Selected excerpt
::::::

It is not fully understood as to why these N and Z values are preferred.

In figure6, we have shown a typical fragment mass–angle correlation (adopted from ref. [30]). The symmetric mass division is clearly seen corresponding to MR = 0.5.

The PRL and TGL arise from non-compound process. The neutrons and charged particles are also detected in coincidence with the fission events, in order to have a handle on the fission dynamics as the particles are emitted from the composite system through the formation, capture and the equilibrium stages of fusion–fission process. These particle multiplicity measurements are also essential to deduce information regarding the dissipation aspects of fission. Both light (like neutrons, protons, alphas) and heavy ions have been employed in these investigations. In the former case, the excitation energies and the angular momenta involved are relatively small when compared to that obtained by using the heavy ions. In the case of light ions, the pre-equilibrium emission process competes with the compound nuclear process at energies E/A about 8 MeV or so. While employing the heavy ions, the non-compound fission events like fast fission, quasifission, pre-equilibrium fission and transfer fission interfere with the full momentum transferred compound nuclear fission detection. It is necessary to separate these non-compound events to obtain data for pure compound nuclear fission.

::::::

Actions to take
1. Answer these questions from the fission excerpt:
(a) What value of MR corresponds to symmetric mass division?
(b) With light ions, at about what energy does the pre-equilibrium emission process compete with the compound nuclear process?
(c) Which non-compound fission events interfere when heavy ions are employed?
2. How would you render this sentence from the fission excerpt in French: "These particle multiplicity measurements are also essential to deduce information regarding the dissipation aspects of fission."
3. Can you extend the fission excerpt, picking up after its final sentence?
These records come from a separate source.

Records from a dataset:

::::::

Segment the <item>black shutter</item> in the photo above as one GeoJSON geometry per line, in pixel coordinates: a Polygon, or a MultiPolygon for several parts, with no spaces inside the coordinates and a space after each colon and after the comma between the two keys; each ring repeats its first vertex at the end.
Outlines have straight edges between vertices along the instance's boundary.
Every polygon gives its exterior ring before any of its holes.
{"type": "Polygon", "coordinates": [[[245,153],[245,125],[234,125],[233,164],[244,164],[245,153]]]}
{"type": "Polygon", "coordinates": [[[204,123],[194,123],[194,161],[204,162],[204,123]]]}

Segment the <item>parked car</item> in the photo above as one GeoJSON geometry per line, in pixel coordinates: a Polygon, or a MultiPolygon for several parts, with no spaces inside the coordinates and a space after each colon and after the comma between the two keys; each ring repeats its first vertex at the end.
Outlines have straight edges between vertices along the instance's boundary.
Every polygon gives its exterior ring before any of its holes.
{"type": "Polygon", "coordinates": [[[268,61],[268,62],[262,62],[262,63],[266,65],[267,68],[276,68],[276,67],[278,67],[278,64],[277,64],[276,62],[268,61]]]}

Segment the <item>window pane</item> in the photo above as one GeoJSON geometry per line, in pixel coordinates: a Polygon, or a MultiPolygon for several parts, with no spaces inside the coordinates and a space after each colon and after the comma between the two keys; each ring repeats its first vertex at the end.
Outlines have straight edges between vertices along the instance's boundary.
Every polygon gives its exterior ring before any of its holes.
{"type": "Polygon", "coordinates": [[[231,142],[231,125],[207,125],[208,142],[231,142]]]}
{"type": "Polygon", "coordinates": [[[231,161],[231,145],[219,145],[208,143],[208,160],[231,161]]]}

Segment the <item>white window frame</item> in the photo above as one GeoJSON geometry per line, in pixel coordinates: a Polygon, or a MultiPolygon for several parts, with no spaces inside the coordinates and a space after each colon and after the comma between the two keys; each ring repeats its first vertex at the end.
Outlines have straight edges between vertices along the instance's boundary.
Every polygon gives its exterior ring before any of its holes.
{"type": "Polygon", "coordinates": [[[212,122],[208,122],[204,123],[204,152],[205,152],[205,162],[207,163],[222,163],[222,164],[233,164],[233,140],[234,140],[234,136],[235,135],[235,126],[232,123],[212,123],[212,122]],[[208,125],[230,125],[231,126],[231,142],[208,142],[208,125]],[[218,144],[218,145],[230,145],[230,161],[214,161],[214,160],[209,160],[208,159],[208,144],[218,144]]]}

::::::

Solved problems
1.
(a) MR = 0.5
(b) At E/A about 8 MeV or so
(c) Fast fission, quasifission, pre-equilibrium fission and transfer fission

2. Ces mesures de multiplicité de particules sont également essentielles pour déduire des informations concernant les aspects de dissipation de la fission.

3.
3. Theoretical formalisms

Within a short time after the announcement of nuclear fission, Bohr and Wheeler [1] came with a masterly article on the mechanism of nuclear fission. They argued that nuclear fission phenomenon is due to the competition between the disruptive Coulomb interaction and the attractive surface tension. Amongst other things, using the charged liquid drop model, they estimated the fission barrier height for several nuclei, kinetic energy and mass division in fission. They also pointed out that it was the less abundant isotope²³⁵U which underwent fission with thermal neutrons and not the heavier and more abundant²³⁸U.

They could describe well the decay of excited compound nuclei through the fission and the neutron channels. In general, a theory of nuclear fission should be able to address the following features observed experimentally:

(1) Stability limit for fission.

(2) Spontaneous fission and the barrier height.

(3) Fission decay of the compound nucleus as a function of the excitation energy.

(4) Nuclear dissipation, fission delay time and the pre-fission emission of particles at higher excitation energy of the fissioning nucleus.

(5) Symmetric and asymmetric mass division of the fissioning nucleus.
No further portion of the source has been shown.